Could you return every line of the listing below word for word, omitting the pictures?

╭─ DATASET EXCERPTS

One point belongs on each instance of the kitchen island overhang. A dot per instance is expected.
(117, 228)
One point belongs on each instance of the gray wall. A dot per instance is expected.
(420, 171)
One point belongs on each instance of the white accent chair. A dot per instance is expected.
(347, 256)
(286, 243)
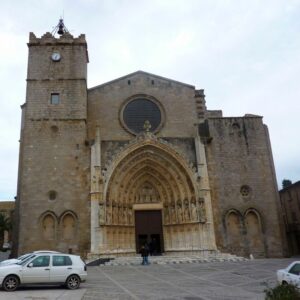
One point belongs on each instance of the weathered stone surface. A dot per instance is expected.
(83, 174)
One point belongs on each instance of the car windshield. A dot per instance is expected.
(24, 256)
(25, 260)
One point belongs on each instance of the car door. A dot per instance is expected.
(293, 274)
(61, 268)
(36, 270)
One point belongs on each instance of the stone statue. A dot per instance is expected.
(108, 214)
(115, 214)
(201, 210)
(166, 215)
(179, 213)
(120, 215)
(194, 213)
(124, 215)
(129, 215)
(186, 212)
(101, 214)
(173, 214)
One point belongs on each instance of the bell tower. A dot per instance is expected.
(52, 197)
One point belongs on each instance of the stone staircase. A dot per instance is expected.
(172, 259)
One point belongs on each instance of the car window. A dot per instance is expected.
(60, 260)
(295, 269)
(24, 261)
(41, 261)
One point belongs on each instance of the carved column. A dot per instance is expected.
(204, 192)
(96, 192)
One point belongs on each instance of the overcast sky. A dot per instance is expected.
(245, 54)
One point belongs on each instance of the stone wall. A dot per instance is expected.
(244, 196)
(177, 101)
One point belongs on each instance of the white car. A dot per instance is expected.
(290, 275)
(23, 257)
(44, 268)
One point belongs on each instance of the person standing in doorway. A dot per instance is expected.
(145, 254)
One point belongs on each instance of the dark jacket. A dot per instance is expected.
(144, 251)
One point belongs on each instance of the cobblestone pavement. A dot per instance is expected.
(196, 281)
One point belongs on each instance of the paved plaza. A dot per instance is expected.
(196, 281)
(187, 281)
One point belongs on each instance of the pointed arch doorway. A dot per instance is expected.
(149, 229)
(150, 193)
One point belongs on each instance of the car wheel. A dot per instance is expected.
(73, 282)
(10, 283)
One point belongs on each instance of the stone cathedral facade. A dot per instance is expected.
(102, 170)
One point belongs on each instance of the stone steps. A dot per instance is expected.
(173, 259)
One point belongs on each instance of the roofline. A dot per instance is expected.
(141, 72)
(290, 186)
(239, 117)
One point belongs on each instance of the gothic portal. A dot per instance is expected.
(137, 159)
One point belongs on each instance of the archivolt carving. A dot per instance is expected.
(151, 171)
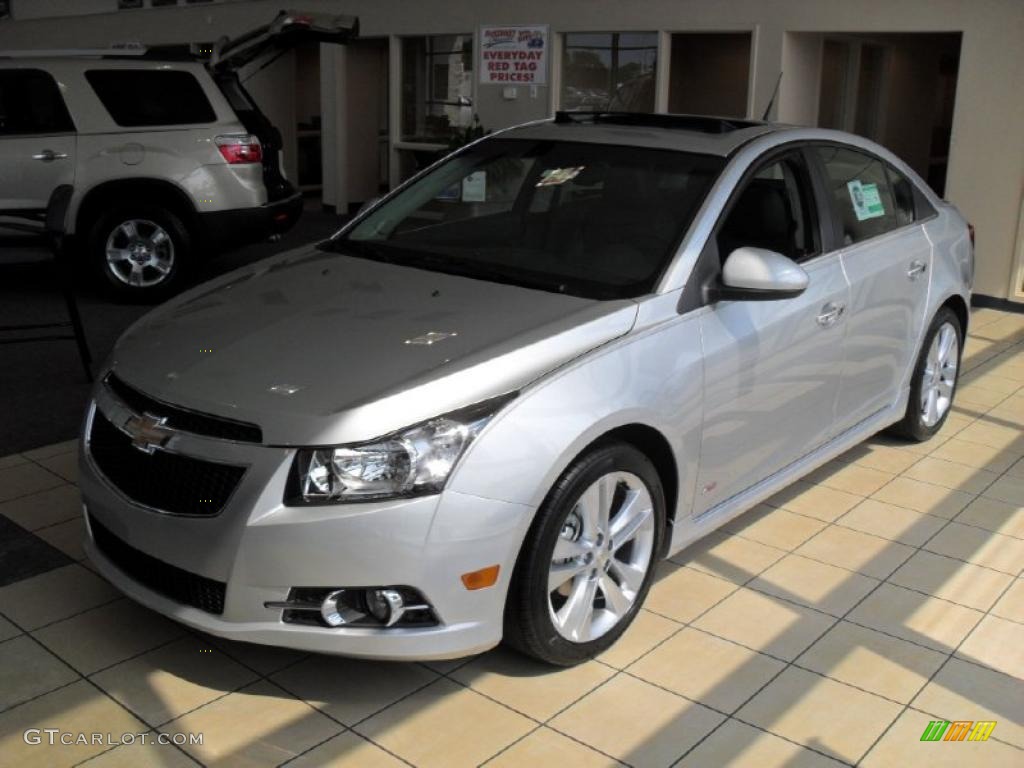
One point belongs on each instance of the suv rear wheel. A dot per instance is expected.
(139, 252)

╰─

_OUTPUT_
One point belongs on each instance of the kitchen island overhang. A dot per instance is expected.
(117, 228)
One point belongs on each instance of the gray wall. A dot per instance is expected.
(420, 171)
One point belongs on each instance of the white accent chair. A dot per instance is expected.
(347, 256)
(286, 243)
One point belongs on each instance of the weathered stone surface. A dot per instance is expected.
(83, 174)
One point belongs on each instance of the car windshield. A dot per instance is expected.
(24, 256)
(25, 260)
One point belongs on each instance of the car door. A dot per instance is expected.
(293, 274)
(61, 268)
(36, 270)
One point belongs on each instance of the stone statue. A dot per instance is expected.
(108, 214)
(115, 214)
(201, 210)
(166, 215)
(179, 213)
(120, 215)
(194, 213)
(124, 215)
(129, 215)
(186, 212)
(101, 214)
(173, 214)
One point belongs on each instance of the bell tower. A dot per instance is expected.
(52, 197)
One point belongs on each instance of the stone staircase. A dot per instance is expected.
(172, 259)
One point belongs on each instance of the car window. A dot per instance is expected.
(60, 260)
(295, 269)
(24, 261)
(41, 261)
One point belongs on each instance of the carved column. A dot per instance is expected.
(204, 192)
(96, 192)
One point belongs on each instance of the overcast sky. A dot per instance is expected.
(245, 54)
One point belongs on each instance of the stone wall. A dot per instance is expected.
(244, 196)
(177, 101)
One point belongs on each instance of the white car. A dot per instance is expected.
(290, 275)
(23, 257)
(44, 268)
One point belongs on each instance of the person standing in doorway. A dot per instance is expected.
(145, 254)
One point belongs on each instance of the dark jacket. A dot per instance is expected.
(144, 251)
One point belongs on each instance of the cobblestone pavement. A dot per instance is expected.
(196, 281)
One point belongs on each instance of the paved plaza. A dot per instance is expected.
(196, 281)
(187, 281)
One point belongs on each instance of the pointed arch doorway. A dot per instance is expected.
(149, 229)
(150, 193)
One point belongs on each instance of the car wheel. A dot per instance is expected.
(73, 282)
(10, 283)
One point belongs on each instance of the stone cathedral facade. A dot per instance is expected.
(102, 170)
One point belongs on each instance of the stone steps. A dot per instance is expected.
(173, 259)
One point belongs on each instance of the roofline. A dot per instance is expected.
(141, 72)
(290, 186)
(239, 117)
One point belongs on each instance of the gothic portal. A dot per instance is expected.
(137, 159)
One point belongs on each instance of the archivolt carving. A dot per instance is expected.
(151, 171)
One point belongs on each instance of the suv rear wheel. A dot per instance is expected.
(139, 252)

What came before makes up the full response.